Exact reproduction of all the data is needed.

──────── SOURCE DATA ────────

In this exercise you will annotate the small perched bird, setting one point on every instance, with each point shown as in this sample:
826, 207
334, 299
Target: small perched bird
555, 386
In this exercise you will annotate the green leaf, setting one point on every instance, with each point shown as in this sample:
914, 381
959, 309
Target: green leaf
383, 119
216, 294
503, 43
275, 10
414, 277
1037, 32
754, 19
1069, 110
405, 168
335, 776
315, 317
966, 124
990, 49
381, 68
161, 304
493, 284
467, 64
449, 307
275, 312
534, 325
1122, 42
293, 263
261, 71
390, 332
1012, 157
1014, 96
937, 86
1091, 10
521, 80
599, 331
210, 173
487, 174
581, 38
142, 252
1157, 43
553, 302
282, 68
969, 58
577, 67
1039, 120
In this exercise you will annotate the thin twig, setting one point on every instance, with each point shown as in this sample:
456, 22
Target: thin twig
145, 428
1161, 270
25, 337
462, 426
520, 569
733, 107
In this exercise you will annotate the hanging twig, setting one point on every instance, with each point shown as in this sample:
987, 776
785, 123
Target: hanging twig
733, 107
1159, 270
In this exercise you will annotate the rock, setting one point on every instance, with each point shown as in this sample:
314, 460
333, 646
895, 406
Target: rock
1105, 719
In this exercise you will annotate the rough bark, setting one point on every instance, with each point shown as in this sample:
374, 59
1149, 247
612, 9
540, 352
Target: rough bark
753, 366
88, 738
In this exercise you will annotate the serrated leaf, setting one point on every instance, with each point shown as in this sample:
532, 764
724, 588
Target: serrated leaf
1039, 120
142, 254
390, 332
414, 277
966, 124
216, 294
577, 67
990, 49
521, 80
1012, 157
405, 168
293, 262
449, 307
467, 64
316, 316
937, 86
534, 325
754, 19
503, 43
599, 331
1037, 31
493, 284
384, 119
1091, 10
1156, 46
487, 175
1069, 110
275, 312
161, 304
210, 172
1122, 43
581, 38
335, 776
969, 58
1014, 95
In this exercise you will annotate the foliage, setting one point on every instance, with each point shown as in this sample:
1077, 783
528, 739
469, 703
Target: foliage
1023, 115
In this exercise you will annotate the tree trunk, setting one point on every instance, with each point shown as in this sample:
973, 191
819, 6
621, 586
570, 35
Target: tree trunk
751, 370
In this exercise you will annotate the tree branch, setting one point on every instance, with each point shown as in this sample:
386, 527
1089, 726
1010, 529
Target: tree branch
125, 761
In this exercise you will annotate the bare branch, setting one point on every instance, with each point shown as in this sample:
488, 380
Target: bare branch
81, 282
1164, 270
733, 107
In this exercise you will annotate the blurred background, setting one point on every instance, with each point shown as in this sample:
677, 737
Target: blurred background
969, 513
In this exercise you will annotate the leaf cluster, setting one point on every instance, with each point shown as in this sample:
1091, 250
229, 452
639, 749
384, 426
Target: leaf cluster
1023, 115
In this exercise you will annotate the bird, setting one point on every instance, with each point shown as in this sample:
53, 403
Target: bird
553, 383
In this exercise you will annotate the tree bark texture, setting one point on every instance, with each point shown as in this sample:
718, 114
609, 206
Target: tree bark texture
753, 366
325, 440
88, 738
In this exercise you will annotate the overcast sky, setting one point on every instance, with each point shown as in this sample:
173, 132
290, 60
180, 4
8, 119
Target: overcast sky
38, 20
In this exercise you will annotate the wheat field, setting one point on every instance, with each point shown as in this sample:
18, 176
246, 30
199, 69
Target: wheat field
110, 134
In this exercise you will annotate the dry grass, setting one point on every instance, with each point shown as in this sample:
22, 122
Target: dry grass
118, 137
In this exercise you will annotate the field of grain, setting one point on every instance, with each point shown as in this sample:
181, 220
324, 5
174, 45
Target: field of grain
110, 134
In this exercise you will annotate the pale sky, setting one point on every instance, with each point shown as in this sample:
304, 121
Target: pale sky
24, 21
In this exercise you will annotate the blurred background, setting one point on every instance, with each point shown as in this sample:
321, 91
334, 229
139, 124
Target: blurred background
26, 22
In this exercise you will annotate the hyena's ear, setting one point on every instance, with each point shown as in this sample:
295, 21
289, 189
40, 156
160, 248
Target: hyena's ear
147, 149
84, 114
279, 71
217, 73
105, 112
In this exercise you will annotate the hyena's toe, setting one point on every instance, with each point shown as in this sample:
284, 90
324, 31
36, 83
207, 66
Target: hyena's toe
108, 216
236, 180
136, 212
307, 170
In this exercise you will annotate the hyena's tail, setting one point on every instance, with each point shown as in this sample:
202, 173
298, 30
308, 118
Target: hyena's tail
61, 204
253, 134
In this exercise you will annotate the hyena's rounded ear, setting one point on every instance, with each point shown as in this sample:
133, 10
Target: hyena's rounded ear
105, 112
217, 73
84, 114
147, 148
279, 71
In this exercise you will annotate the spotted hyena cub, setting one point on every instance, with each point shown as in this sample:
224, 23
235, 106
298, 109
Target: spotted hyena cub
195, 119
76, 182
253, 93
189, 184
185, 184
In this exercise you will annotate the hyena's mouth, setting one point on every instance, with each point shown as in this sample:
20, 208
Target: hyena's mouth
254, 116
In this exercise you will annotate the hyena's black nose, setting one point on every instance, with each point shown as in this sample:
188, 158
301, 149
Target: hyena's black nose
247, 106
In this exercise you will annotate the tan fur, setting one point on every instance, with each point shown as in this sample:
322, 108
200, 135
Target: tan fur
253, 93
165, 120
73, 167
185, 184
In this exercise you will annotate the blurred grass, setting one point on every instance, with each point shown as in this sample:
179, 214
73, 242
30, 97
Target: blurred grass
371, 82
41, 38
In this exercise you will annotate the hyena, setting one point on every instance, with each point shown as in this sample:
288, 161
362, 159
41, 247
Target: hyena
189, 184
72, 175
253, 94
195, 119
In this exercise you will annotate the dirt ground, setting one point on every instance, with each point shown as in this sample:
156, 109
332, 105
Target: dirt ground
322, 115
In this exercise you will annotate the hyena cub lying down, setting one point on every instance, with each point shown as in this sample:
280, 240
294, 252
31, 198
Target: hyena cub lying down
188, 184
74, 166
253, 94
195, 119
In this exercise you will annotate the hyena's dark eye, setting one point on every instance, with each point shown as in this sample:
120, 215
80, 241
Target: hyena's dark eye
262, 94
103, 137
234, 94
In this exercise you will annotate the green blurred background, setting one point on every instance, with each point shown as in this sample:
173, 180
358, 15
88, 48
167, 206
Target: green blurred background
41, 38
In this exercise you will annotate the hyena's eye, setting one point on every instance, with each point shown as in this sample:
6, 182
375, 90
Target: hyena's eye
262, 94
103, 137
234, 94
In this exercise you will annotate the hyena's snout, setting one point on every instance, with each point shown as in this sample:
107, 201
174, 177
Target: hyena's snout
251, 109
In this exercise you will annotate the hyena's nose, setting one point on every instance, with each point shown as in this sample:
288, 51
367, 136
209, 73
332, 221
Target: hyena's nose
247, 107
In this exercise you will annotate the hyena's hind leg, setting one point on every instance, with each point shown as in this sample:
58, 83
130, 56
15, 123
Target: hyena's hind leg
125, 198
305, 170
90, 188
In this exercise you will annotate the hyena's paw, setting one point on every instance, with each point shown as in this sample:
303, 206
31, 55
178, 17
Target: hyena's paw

────────

__OUTPUT OF THE TASK__.
In this exercise you will annotate the small perched bird, setting one point on every instance, with each point shown as in this sample:
826, 207
334, 299
Target: small perched bird
555, 386
In this exercise you will annotate the green leaf, setting one point on every instance, with each point shown as in this sample:
914, 381
959, 309
Target: green leaf
383, 119
216, 294
503, 43
275, 10
414, 277
1037, 32
754, 19
1069, 110
405, 168
335, 776
315, 317
966, 124
990, 49
381, 68
161, 304
493, 284
467, 64
449, 307
275, 312
534, 325
1122, 42
293, 263
261, 71
390, 332
1012, 157
1014, 96
937, 86
1091, 10
521, 80
599, 331
210, 173
487, 174
581, 38
142, 252
1157, 43
553, 302
282, 68
969, 58
577, 67
1039, 120
In this exercise you will annotate the thin twig, setting one point on every instance, with each point shown as in this sample:
456, 22
Target: thin twig
145, 428
1161, 270
25, 337
462, 426
520, 569
733, 107
In this exercise you will annotate the hanging twig, setting one point on every instance, with each point shown as in this sample:
987, 776
785, 123
Target: hanging twig
733, 107
1159, 270
In this exercise you will annotate the rock, setting one point on every instance, with each point shown as in this sample:
314, 460
333, 646
895, 406
Target: rock
1105, 719
In this exercise you will annotate the rough bark, setting one point on every instance, with each point shown as in this sample:
374, 59
1149, 247
612, 9
540, 352
Target: rough bark
753, 366
88, 738
In this exercise you will annotate the serrated leaf, setting one point on every instance, with each point shown as in this sample:
532, 764
724, 588
Target: serrated leaf
1039, 120
142, 254
390, 332
414, 277
966, 124
216, 294
577, 67
990, 49
521, 80
1012, 157
405, 168
293, 262
449, 307
467, 64
316, 316
937, 86
534, 325
754, 19
503, 43
599, 331
1037, 31
493, 284
384, 119
1091, 10
1156, 46
487, 175
1069, 110
275, 312
161, 304
210, 172
1122, 43
581, 38
335, 776
969, 58
1014, 95
In this exercise you will annotate the foliage, setting one point on every instance, with each point shown as in this sample:
1077, 783
528, 739
469, 703
Target: foliage
1023, 115
In this exercise you will annotate the tree trunk, setting one point on every instance, with each point shown as in this sample:
973, 191
819, 6
621, 586
570, 35
Target: tree trunk
751, 370
In this exercise you will annotate the tree branch, setting one point on every instance, with each point shown as in this sample:
386, 527
1089, 726
1010, 529
Target: tree branch
125, 761
In this exercise you will annotate the bare branch, setting one point on every instance, with each point shown as in this sample:
488, 380
Target: bare branch
81, 282
1164, 270
733, 107
In this exercise you will annotate the blurred background, setting one point on every instance, with each point shown as in this sample:
677, 737
Target: blurred background
969, 513
In this exercise you will annotate the leaf cluster, setting one point on every instance, with each point shown as in this sample:
1091, 250
229, 452
639, 749
384, 426
Target: leaf cluster
1023, 115
In this exercise you will annotate the bird, setting one point on every instance, with each point shown as in this sample:
53, 403
Target: bird
553, 383
In this exercise you will annotate the tree bark texture, setting one point on every instance, with each point shown as in this sample:
718, 114
609, 206
Target: tree bark texture
753, 366
325, 440
88, 738
In this exercise you will annotate the overcast sky, setting one point on every instance, with each point shown as in this sample:
173, 132
290, 60
180, 4
8, 119
Target: overcast sky
38, 20
In this exercise you will annotate the wheat field, setting one point on every instance, with each point shown as in this sample:
18, 176
246, 30
199, 69
Target: wheat field
110, 134
In this exercise you will annotate the dry grass, setting one point on every instance, with each point shown as in this sample:
22, 122
Target: dry grass
118, 137
In this exercise you will annotate the field of grain, setting one point on every instance, with each point shown as in this sample:
181, 220
324, 5
174, 45
Target: field of grain
110, 134
In this exercise you will annotate the pale sky, setting one point on every instance, with each point shown as in this sample:
304, 121
Target: pale sky
24, 21
In this exercise you will annotate the blurred background, setting one point on every instance, with each point shown as in this sample:
321, 91
334, 229
139, 124
Target: blurred background
26, 22
In this exercise you will annotate the hyena's ear, setting one point on every instance, with each point shown as in this sample:
295, 21
289, 189
40, 156
160, 248
Target: hyena's ear
147, 149
84, 114
279, 71
217, 73
105, 112
In this exercise you will annotate the hyena's toe, setting one point on every instance, with each point shown as in this sample:
284, 90
324, 31
36, 83
207, 66
Target: hyena's toe
108, 216
236, 180
136, 212
307, 170
In this exercise you will annotate the hyena's tail, setting one point on every instance, with each point shown as in this sample:
202, 173
298, 30
308, 118
Target: hyena's tail
61, 204
253, 134
In this exercise you will annotate the hyena's rounded ear, setting one point on every instance, with each point shown as in this sample:
133, 10
Target: hyena's rounded ear
105, 112
217, 73
84, 114
147, 148
279, 71
In this exercise you will annotate the spotted hyena cub, setting one point on every instance, with each point shown as in this sample:
224, 23
235, 106
298, 109
Target: spotted hyena cub
195, 119
76, 182
253, 93
189, 184
185, 184
In this exercise you will annotate the hyena's mouth, setting one point on every instance, with each point shown as in this sample:
20, 208
Target: hyena's mouth
254, 116
In this exercise you will annotate the hyena's black nose, setting one point on every instance, with each point shown as in this sample:
188, 158
301, 149
Target: hyena's black nose
247, 106
In this exercise you will annotate the tan fur, setting one point on every instance, with each point shown as in this sample:
322, 108
200, 135
Target: tan fur
253, 93
165, 120
73, 167
185, 184
In this exercise you will annotate the blurred grass, setting one point on every instance, with each point shown as in this sample:
179, 214
73, 242
30, 97
Target: blurred grass
371, 82
41, 38
In this exercise you will annotate the hyena, setting one point on every instance, with each point shown as in this sample:
288, 161
362, 159
41, 247
Target: hyena
189, 184
72, 175
253, 94
195, 119
In this exercise you will annotate the dirt ground, setting one point on every instance, with each point shown as in this sample:
156, 109
332, 105
Target: dirt ground
322, 115
In this exercise you will annotate the hyena cub lying down, setting one point on every instance, with each point shown as in this sample:
280, 240
294, 252
31, 198
Target: hyena cub lying down
188, 184
74, 166
253, 94
195, 119
In this exercise you will annotate the hyena's dark eye, setting one point on every instance, with each point shown as in this sample:
120, 215
80, 241
Target: hyena's dark eye
262, 94
103, 137
234, 94
In this exercise you will annotate the green blurred background, setting one point on every instance, with each point shown as in this sample:
173, 180
358, 15
88, 48
167, 206
Target: green blurred background
41, 38
In this exercise you will annotate the hyena's eye, setting one point on every instance, with each point shown as in this sample:
6, 182
375, 90
Target: hyena's eye
262, 94
103, 137
234, 94
In this exercise you will annotate the hyena's snout, setting one point on every instance, with each point shown as in this sample:
107, 201
174, 177
Target: hyena's snout
251, 109
In this exercise you will annotate the hyena's nose, setting one point on every instance, with each point shown as in this sample:
288, 51
367, 136
209, 73
332, 221
Target: hyena's nose
247, 107
In this exercise you will annotate the hyena's hind leg, setting one point on every instance, with each point shown as in this sample:
58, 83
130, 56
15, 123
Target: hyena's hind leg
125, 198
305, 170
90, 188
In this exercise you will annotate the hyena's paw, setting one point on every instance, with each point shown as in this sample:
303, 206
31, 55
178, 17
Target: hyena's paw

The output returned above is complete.